EXTRACTED ENTRIES
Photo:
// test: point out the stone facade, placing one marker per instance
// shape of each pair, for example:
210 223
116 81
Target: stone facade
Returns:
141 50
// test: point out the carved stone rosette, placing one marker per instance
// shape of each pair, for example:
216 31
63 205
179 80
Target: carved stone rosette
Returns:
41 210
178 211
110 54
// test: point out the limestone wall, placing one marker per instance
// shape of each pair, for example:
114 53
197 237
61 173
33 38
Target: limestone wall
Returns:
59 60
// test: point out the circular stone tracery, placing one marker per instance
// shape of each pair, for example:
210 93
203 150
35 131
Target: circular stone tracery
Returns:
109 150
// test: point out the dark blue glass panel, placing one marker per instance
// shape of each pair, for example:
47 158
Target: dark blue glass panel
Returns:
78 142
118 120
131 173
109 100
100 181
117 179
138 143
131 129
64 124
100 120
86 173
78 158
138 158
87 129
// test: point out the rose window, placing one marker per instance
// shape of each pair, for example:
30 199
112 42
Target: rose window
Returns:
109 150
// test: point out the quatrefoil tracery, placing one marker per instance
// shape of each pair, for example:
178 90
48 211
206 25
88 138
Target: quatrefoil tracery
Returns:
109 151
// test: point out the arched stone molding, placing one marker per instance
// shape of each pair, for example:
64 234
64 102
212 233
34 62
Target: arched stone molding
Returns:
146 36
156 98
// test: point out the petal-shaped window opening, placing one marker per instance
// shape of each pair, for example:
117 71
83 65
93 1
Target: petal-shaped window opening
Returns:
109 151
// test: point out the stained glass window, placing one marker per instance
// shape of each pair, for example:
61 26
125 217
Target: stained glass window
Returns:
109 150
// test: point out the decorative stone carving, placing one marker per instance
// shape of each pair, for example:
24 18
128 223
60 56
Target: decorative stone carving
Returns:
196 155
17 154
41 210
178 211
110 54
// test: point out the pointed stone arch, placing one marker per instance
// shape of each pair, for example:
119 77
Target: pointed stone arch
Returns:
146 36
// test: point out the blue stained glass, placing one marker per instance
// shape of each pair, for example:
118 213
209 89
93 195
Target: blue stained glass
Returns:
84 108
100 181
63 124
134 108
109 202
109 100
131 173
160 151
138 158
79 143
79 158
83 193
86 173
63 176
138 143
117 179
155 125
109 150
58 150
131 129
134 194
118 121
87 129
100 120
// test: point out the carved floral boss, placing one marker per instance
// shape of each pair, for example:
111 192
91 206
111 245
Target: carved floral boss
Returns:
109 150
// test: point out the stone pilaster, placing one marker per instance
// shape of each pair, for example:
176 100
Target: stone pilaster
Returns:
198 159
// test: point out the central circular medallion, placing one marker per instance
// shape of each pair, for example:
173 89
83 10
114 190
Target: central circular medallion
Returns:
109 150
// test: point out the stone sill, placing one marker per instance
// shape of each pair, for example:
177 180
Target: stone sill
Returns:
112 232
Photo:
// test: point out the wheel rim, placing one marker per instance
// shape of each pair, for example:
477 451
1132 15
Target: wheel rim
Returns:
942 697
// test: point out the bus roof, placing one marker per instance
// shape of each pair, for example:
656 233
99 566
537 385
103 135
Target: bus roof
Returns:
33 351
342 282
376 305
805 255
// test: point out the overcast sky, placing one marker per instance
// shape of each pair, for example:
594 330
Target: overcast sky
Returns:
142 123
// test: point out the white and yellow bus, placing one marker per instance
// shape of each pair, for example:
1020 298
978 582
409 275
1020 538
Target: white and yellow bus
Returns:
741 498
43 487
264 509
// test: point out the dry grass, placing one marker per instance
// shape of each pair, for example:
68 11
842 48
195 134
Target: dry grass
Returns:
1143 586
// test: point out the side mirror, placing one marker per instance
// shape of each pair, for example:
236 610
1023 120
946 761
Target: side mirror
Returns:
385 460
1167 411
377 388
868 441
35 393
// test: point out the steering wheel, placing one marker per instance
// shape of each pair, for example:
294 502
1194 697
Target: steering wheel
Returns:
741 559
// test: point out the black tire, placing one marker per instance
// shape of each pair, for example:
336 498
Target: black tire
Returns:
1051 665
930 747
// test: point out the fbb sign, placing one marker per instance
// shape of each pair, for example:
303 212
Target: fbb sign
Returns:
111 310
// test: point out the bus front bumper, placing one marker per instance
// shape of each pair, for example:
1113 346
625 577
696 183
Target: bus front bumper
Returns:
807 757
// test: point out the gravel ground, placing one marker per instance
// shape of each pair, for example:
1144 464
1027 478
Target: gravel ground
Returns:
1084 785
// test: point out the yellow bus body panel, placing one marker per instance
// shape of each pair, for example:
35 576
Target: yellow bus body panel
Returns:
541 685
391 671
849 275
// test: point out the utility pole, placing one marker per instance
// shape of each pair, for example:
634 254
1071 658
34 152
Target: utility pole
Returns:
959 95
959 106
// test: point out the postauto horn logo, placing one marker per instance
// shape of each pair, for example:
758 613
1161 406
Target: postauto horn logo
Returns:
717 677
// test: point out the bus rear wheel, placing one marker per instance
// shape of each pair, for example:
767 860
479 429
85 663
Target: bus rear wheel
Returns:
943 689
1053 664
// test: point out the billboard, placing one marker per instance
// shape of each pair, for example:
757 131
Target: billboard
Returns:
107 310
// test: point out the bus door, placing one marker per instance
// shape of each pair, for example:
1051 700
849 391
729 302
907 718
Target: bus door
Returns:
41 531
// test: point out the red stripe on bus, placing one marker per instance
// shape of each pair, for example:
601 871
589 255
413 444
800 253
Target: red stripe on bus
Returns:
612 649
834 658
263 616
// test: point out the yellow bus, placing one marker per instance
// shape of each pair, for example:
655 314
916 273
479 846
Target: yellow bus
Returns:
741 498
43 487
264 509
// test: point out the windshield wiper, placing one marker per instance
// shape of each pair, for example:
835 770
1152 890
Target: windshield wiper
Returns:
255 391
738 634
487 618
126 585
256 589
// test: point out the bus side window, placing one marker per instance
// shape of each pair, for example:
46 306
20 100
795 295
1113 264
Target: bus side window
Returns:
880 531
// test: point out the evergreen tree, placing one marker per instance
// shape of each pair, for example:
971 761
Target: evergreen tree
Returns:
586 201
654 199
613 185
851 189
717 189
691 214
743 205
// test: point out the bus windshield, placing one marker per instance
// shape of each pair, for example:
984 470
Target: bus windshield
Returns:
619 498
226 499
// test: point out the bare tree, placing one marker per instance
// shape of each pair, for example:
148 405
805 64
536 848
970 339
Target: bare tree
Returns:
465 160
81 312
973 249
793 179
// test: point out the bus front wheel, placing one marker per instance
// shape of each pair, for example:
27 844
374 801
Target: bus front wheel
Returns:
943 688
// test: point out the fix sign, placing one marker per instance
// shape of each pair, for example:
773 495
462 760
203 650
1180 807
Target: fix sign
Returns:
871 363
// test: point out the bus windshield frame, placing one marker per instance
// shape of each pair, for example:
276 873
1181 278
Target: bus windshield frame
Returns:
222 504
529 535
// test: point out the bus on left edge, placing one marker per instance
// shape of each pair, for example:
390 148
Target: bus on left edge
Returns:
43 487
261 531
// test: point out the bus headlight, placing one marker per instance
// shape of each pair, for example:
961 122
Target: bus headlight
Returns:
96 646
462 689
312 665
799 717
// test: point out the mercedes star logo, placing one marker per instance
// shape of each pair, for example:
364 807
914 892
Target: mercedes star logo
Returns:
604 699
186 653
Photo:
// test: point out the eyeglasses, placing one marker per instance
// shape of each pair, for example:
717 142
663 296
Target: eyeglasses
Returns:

WHAT THE TASK ASKS
Write the complete data out, exactly as above.

SOLUTION FOR THIS EXERCISE
Photo:
// test: point out the stone facade, placing one marker per instance
// shape of each pair, for example:
210 223
116 81
Target: stone facade
Returns:
141 50
// test: point out the carved stone rosette, placing one marker per instance
// shape of each pair, for example:
216 31
63 205
179 80
Target: carved stone rosette
Returns:
41 210
178 211
110 54
// test: point out the limestone wall, placing one marker per instance
// shape of each pair, for example:
114 53
197 237
61 173
33 38
Target: limestone wall
Returns:
59 60
// test: point out the circular stone tracery, placing one marker per instance
// shape of each pair, for example:
210 93
203 150
35 131
Target: circular stone tracery
Returns:
109 150
// test: point out the dark blue glass panel, placing one marker per instance
// shape of each pair, for example:
47 158
Target: dark blue glass panel
Returns:
78 142
118 120
131 173
109 100
100 181
117 179
138 143
131 129
64 124
100 120
86 173
78 158
138 158
87 129
// test: point out the rose window, placing one marker per instance
// shape of each pair, for example:
30 199
112 42
Target: rose window
Returns:
109 150
// test: point out the quatrefoil tracery, placing one marker per instance
// shape of each pair, for example:
178 90
48 211
206 25
88 138
Target: quatrefoil tracery
Returns:
109 151
// test: point out the arched stone molding, placing one marker per instance
// shape of each pair, for example:
64 234
64 102
212 233
34 62
Target: arched stone molding
Returns:
146 36
156 98
// test: point out the petal-shaped window opening, placing one marker per instance
// shape of each pair, for example:
117 71
83 65
93 1
Target: petal-shaped window opening
Returns:
109 151
// test: point out the stained glass window, placing one marker per instance
// shape of each pair, for example:
61 26
125 217
Target: stained glass window
Returns:
109 150
// test: point out the decorative stone carving, placing one marker per instance
// shape of each pair, for example:
24 18
128 223
60 56
Target: decorative stone carving
Returns:
196 155
17 154
41 210
178 211
110 54
// test: point out the pointed stone arch, placing one marker per instance
// shape of each pair, for example:
119 77
Target: pointed stone arch
Returns:
146 36
// test: point out the blue stained glass, placing one marker per instance
// shape of each pair, for example:
118 213
209 89
93 195
Target: blue stained glass
Returns:
84 108
100 181
63 124
134 108
109 202
109 100
131 173
160 151
138 158
79 143
79 158
83 193
86 173
63 176
138 143
117 179
155 125
109 150
58 150
131 129
134 194
118 121
87 129
100 120
// test: point out the carved floral boss, placing one marker per instance
// shape of each pair, for example:
111 192
91 206
111 245
Target: carved floral boss
Returns:
109 150
// test: point out the stone pilaster, placing one marker per instance
// shape of each pair, for example:
176 100
Target: stone pilaster
Returns:
198 159
// test: point out the central circular medallion, placing one marker per instance
// shape of each pair, for example:
173 89
83 10
114 190
Target: central circular medallion
Returns:
109 150
// test: point out the stone sill, placing one marker per instance
// shape of each pair, for example:
177 180
Target: stone sill
Returns:
112 232
Photo:
// test: point out the wheel rim, placing one marker per instance
// shape of each pair, for example:
477 451
1132 15
Target: wheel rim
Returns:
942 697
// test: point out the bus roof, placing one marker per instance
// shape of each pair, for example:
656 233
99 566
537 385
103 135
Target: bus roof
Returns:
33 351
342 282
376 305
805 255
// test: point out the overcast sky, placing one marker per instance
// shape of each pair, for example:
594 330
Target: overcast sky
Returns:
142 123
// test: point out the white and yellow bus, placing one marker per instance
// shape of each pair, for example:
1020 298
978 582
409 275
1020 538
Target: white and yellow bus
Returns:
741 498
43 487
264 509
// test: point out the dry grass, placing one marker per instance
// shape of each pair, for example:
68 11
842 48
195 134
Target: dry grass
Returns:
1143 586
// test: point out the side mirror, placing one marker per instance
// shape of each pair, for example:
236 610
1023 120
946 761
Target: side mirror
Returns:
385 460
1167 411
377 388
868 441
35 393
// test: point out the steering wheel, placing one marker per instance
// shape of each pair, for example:
294 502
1194 697
Target: steering wheel
Returns:
741 559
// test: point out the black tire, placing one marker per instance
// shape of each pair, for example:
336 498
Target: black tire
Returns:
1051 665
930 747
// test: point out the fbb sign, placing one marker per instance
// shape of each pair, for example:
303 212
Target: fbb sign
Returns:
111 310
// test: point out the bus front bumper, placing one marker per instance
// shape of each pair, for example:
1113 346
625 577
696 183
Target: bus front bumper
Returns:
807 757
// test: point out the gravel ground, placing one marker per instance
// shape of each pair, for example:
1144 464
1027 478
Target: gravel ground
Returns:
1084 785
// test: point out the yellow bus body panel, placing one marker per instance
// shape of each pair, for example:
35 576
Target: yellow bus body panel
Returns:
541 685
391 671
849 275
// test: point out the utility pole, placing one marker per instance
// shape of each pair, for example:
634 254
1071 658
34 152
Target: utility pole
Returns:
959 95
959 106
// test: point out the postauto horn logo, placing one marker per instance
// shape of each pair, for example:
758 613
1161 406
Target: postauto horn logo
Returns:
717 677
// test: point out the bus rear wheel, placing one marker per instance
// shape of each pair, for example:
767 860
479 429
85 663
Target: bus rear wheel
Returns:
943 689
1053 664
// test: point out the billboard, placing one marker per instance
// shape of each pair, for example:
757 131
Target: billboard
Returns:
107 310
// test: point out the bus door, placing one marker per instance
// shape of each pair, for example:
1051 700
849 391
729 302
907 718
Target: bus door
Returns:
41 531
// test: point out the red stripe on bus, placing one marker per instance
// shape of each pair, for example:
601 871
589 255
413 444
800 253
Target: red stripe on bus
Returns:
612 649
834 658
263 616
// test: point out the yellow bus, placing one marker per instance
// shape of each pair, for example:
655 314
916 273
479 846
Target: yellow bus
Returns:
741 498
43 487
264 509
// test: point out the windshield wiper, placing one marker per instance
// shape of each pair, for example:
835 770
1152 890
Target: windshield wiper
Returns:
255 391
738 634
487 618
126 585
256 589
// test: point out the bus side window, placing one marker per instance
// shape of each pair, for example:
46 306
20 100
795 295
1113 264
Target: bus side window
Returns:
880 531
// test: point out the evergreen tree, placing one marker per instance
// shape of each pair, for example:
971 761
Target: evergreen tree
Returns:
586 201
654 199
613 185
851 189
717 189
691 214
743 205
// test: point out the bus windshield, placing one marker per instance
// shape of each pair, for example:
984 470
Target: bus windshield
Returns:
619 498
226 499
// test: point out the bare tree, placing one marker per instance
// shape of each pair, for example:
148 405
805 64
536 848
970 339
Target: bare tree
Returns:
465 160
81 312
973 249
793 179
// test: point out the bus front wheel, placing one marker per instance
// shape of each pair, for example:
27 844
374 801
Target: bus front wheel
Returns:
943 688
// test: point out the fix sign, placing one marker per instance
// shape of each pair, for example:
773 495
462 760
203 650
1180 807
Target: fix sign
Returns:
871 363
// test: point out the bus windshield frame, placing one marker per instance
// shape of each pair, for example:
276 873
1181 278
Target: bus windshield frame
Returns:
222 504
529 535
// test: point out the bus on left edge, placing one marker per instance
// shape of each pair, for example:
390 148
Target: bus on left edge
Returns:
43 487
261 531
// test: point out the bus headlight, placing one marker per instance
// shape of each pair, for example:
961 122
Target: bus headlight
Returns:
96 646
462 689
312 665
799 717
// test: point out the mercedes star logo, placing one marker per instance
// shape of each pair, for example:
364 807
914 892
Target: mercedes star logo
Returns:
604 699
186 653
Photo:
// test: point out the eyeglasses, placing one marker per instance
// shape of each pair, for example:
717 142
663 296
Target: eyeglasses
Returns:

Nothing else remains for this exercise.